▸ **Lesetext**:
==================================================
Die ganze Welt sollte missioniert werden – zu welchem Zweck? Um die ganze Welt zu beherrschen. Das Evangelium war ein Machtmittel, um die Erde in den Griff zu kriegen.

Sind herrschen und predigen dasselbe? Zeugt es von Nächstenliebe, den Völkern das Evangelium zu predigen, um sie an die Kette zu legen?

Bereits hier sehen wir, wie die Apokalypse zustande kommt:
durch unlösbare Widersprüche, die von den Gläubigen als vereinbare und somit lösbare Widersprüche betrachtet werden.

Kanzler Scholz kritisiert seine Gegner, weil sie nicht pragmatisch denken und handeln, sondern ideologisch. In einer Koalition aber müsse man Kompromisse schließen können. Und das könne man nur, wenn man nicht ideologisch denkt, sondern pragmatisch.

Hat hierzulande niemand verstanden, denn abstrakte Begriffe kennt hier niemand. Ideologie ist für Scholz eine Idee, die niemand realisieren kann – schon gar nicht zwei Ideen, die niemals vereinbar sind – und dennoch als realisierbare propagiert werden.

Pragmatiker hingegen sind hemdsärmelige Praktiker, die glauben, alles Kollidierende und sich Widersprechende in einer Kompromiss-Lösung zu entschärfen.
==================================================
▸ **Erfasste Daten**:
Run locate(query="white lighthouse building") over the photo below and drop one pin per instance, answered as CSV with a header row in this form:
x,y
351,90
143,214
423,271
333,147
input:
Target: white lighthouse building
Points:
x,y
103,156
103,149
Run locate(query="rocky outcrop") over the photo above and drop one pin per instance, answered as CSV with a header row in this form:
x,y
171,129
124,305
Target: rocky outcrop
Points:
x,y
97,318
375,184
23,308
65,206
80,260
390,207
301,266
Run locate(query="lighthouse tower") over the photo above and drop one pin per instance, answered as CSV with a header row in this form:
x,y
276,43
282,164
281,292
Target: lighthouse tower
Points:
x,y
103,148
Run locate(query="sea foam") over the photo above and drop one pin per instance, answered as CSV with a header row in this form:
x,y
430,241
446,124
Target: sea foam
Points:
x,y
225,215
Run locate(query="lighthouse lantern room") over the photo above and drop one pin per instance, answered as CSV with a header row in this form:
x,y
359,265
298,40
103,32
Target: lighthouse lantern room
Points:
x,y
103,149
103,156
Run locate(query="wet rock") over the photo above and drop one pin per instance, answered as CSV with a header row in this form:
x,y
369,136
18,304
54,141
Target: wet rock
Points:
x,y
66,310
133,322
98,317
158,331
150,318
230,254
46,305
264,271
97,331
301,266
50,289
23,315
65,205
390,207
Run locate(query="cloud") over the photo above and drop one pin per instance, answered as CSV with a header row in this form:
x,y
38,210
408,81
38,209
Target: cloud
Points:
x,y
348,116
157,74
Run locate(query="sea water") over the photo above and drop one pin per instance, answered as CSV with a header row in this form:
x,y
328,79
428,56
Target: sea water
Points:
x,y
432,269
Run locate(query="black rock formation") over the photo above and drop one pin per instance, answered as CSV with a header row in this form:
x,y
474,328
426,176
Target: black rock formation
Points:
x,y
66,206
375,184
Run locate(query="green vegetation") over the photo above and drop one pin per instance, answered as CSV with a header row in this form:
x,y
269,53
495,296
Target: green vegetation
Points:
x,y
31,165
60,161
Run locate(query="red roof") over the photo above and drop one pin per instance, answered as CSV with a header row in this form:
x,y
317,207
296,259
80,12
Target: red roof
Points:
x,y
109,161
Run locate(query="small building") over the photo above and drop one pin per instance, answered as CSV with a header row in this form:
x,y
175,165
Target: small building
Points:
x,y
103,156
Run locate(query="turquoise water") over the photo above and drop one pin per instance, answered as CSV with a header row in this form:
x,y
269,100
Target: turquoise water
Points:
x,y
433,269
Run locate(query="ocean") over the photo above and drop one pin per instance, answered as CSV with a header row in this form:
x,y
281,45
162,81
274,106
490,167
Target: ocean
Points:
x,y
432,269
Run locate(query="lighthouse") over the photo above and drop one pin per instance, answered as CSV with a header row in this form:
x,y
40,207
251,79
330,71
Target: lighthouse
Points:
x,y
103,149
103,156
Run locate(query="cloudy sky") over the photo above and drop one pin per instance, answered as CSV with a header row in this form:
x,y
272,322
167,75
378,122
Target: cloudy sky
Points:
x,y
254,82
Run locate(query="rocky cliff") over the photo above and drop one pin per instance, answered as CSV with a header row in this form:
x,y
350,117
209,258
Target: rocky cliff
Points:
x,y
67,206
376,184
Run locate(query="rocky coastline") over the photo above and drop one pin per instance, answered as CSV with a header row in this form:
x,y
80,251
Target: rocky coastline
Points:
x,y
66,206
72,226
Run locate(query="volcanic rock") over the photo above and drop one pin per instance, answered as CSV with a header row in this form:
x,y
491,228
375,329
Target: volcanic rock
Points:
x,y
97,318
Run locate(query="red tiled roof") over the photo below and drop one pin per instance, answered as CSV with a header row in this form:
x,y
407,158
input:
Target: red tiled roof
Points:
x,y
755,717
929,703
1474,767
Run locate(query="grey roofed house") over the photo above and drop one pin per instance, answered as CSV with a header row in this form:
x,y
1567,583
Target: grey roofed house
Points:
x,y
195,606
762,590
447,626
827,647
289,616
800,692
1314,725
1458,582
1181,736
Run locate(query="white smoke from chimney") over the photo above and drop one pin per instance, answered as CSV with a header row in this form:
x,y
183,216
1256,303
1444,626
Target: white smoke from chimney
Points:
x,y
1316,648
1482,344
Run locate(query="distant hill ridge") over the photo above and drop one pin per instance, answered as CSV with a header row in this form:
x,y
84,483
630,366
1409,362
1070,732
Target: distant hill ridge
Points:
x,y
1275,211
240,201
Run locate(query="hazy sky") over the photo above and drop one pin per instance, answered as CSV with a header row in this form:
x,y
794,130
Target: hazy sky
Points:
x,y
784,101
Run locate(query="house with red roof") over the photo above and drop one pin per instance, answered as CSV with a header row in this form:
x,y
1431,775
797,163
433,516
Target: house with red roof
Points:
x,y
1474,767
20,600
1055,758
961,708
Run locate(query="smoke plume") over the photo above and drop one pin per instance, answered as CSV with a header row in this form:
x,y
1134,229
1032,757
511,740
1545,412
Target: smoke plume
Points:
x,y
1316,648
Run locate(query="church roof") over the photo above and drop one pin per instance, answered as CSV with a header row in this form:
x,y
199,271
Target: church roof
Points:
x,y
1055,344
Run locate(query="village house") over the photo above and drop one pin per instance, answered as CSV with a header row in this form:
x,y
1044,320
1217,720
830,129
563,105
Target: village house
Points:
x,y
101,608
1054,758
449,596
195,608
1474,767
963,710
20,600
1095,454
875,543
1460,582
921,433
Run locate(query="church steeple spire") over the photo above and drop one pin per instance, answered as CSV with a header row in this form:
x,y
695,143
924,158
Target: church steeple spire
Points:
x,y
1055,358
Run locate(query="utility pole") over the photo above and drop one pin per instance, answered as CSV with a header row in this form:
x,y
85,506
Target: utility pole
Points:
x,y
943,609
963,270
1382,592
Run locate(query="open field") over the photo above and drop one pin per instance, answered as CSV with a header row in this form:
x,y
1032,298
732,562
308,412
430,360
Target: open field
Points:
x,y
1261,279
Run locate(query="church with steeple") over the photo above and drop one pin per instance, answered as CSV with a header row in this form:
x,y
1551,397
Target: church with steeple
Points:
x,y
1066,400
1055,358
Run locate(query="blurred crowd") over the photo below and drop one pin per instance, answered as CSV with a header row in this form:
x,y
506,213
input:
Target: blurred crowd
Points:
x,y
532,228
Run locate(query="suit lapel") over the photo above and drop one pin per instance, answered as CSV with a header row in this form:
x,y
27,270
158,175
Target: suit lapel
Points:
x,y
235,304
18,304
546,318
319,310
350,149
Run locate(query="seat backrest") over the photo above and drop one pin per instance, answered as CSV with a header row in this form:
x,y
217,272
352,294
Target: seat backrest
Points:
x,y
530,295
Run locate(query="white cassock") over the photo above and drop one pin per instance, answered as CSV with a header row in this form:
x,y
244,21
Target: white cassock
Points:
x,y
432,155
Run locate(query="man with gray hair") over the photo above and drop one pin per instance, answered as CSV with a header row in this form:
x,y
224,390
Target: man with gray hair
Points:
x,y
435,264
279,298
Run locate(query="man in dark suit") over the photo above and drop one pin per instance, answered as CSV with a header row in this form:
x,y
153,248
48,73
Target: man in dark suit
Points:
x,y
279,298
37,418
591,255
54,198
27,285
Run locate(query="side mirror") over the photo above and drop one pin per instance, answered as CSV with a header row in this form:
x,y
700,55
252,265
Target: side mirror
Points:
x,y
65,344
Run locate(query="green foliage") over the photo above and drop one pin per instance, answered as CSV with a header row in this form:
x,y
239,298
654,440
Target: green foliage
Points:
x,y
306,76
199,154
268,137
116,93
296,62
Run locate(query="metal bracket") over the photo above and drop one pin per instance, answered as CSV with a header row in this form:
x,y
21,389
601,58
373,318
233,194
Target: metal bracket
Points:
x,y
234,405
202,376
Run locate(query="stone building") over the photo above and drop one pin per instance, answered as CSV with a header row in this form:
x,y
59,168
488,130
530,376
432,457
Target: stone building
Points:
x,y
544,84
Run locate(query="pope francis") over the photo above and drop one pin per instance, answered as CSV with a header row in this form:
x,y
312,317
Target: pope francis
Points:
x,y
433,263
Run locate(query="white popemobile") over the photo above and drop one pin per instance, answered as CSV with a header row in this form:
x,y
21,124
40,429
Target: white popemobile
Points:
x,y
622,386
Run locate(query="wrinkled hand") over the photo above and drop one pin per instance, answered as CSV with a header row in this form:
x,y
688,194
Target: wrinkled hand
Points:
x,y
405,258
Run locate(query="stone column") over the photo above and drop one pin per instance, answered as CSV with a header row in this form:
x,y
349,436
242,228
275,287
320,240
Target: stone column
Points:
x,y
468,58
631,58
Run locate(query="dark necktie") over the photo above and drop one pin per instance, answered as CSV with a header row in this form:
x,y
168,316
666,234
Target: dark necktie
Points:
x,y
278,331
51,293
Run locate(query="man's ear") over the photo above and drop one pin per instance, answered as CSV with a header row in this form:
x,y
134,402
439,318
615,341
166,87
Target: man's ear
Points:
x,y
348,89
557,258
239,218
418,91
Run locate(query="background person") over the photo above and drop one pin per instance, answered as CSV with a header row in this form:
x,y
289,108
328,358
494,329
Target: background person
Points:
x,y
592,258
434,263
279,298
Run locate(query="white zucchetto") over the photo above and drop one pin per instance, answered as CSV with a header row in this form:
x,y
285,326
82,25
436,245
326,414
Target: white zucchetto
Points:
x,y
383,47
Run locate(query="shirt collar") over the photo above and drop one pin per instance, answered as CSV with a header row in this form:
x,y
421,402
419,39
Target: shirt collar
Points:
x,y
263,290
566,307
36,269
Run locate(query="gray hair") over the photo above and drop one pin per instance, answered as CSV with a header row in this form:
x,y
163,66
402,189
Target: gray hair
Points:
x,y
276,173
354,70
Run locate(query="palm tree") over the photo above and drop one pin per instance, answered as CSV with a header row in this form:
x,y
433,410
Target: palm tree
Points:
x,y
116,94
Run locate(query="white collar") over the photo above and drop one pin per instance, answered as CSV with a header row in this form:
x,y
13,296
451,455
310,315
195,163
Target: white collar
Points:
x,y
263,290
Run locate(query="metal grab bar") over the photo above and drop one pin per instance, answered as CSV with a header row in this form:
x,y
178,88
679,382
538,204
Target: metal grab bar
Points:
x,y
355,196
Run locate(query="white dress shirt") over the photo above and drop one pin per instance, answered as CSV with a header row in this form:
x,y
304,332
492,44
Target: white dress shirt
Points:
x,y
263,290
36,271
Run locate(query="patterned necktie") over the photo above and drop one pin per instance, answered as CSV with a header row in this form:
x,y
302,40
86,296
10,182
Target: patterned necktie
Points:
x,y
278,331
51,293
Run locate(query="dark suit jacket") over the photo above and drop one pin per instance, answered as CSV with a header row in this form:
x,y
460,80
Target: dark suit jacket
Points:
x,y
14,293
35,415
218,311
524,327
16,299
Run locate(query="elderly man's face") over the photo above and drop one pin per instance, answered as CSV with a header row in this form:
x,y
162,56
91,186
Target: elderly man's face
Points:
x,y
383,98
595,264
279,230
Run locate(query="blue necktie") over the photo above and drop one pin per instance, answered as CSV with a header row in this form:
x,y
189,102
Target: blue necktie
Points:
==================================================
▸ **Arbeitsauftrag**: Setze den Lesetext über Ideologie, Pragmatismus und unvereinbare Widersprüche nach seinem letzten Satz fort.

▸ **Erwartete Lösung**:
Die Deutschen sind – noch immer – Christen. Sie glauben an einen Gott, der die Erde erschaffen hat und ergo keine unlösbare Probleme kennt. Denn solche wären Inbegriff des Bösen, das sich der Allmacht des Gottes entzöge. Doch solches gibt es nicht.

Wahrlich, es gibt Probleme, die dem Menschen erhebliche Schwierigkeiten bereiten, doch letzten Endes ist der Schöpfer so allmächtig, dass sein Knecht, der Teufel, alles zum Guten wenden kann. Der Teufel hat eine Doppelfunktion, er schafft das Böse und er beherrscht das Böse – wie der Schöpfer es will.

Man könnte sagen: Gott lebt in einer Ampelkoalition mit dem Teufel. Da gibt es allweil viel Tumult, Hass, Krieg und Grausamkeiten, doch letzten Endes sind Gott und sein Knecht durchaus fähig, alle gefährlichen Krisen der Erde in göttliche Harmonie zu verwandeln.

Die apokalyptischen Ängste nahmen wohl in der Moderne ab, besonders in der Aufklärung. Was aber nicht bedeutet, es gäbe sie heute nicht mehr. Sie haben sich nur in kulturelle Fähigkeiten wie Literatur, Musik, Filme oder Philosophie verändert.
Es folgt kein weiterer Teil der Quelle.